Study material START
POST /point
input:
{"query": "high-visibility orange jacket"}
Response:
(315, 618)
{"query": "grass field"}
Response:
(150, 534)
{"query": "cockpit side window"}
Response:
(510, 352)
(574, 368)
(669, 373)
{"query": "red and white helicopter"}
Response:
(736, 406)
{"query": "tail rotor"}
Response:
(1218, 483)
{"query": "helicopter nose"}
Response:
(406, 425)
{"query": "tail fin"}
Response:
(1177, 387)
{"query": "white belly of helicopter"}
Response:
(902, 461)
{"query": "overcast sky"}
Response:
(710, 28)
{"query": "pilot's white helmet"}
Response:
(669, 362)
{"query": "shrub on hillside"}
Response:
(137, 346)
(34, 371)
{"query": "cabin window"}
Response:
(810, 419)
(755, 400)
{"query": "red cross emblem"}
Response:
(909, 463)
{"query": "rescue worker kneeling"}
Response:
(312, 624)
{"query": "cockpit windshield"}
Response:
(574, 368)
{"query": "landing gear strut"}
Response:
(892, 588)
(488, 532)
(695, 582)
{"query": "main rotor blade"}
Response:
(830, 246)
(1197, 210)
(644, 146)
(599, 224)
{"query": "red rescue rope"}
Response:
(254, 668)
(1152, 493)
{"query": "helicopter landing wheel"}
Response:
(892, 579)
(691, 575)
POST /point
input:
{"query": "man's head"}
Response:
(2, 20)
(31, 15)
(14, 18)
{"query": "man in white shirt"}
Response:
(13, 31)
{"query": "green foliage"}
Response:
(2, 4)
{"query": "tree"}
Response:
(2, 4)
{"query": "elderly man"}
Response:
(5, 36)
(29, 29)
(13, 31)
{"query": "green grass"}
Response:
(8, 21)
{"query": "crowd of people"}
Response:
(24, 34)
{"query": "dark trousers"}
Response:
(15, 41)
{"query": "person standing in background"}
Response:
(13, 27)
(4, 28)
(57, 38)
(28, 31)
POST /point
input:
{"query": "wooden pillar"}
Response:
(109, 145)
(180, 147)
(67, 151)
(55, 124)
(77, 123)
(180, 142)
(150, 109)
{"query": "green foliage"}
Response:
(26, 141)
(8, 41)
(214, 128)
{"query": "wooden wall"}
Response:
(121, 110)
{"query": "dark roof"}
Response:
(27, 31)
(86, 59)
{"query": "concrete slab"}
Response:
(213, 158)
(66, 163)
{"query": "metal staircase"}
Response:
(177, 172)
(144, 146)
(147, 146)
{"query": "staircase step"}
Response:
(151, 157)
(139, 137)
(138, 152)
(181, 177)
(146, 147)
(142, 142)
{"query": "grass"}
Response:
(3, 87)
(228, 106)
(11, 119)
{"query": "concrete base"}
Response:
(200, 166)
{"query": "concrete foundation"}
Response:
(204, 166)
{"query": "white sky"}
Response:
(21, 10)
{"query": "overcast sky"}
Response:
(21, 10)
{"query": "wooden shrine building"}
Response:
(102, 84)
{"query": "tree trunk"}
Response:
Study material END
Search the data above for the word "concrete", then gather each line in which it appears.

Reply ▸
{"query": "concrete slab"}
{"query": "concrete base"}
{"query": "concrete foundation"}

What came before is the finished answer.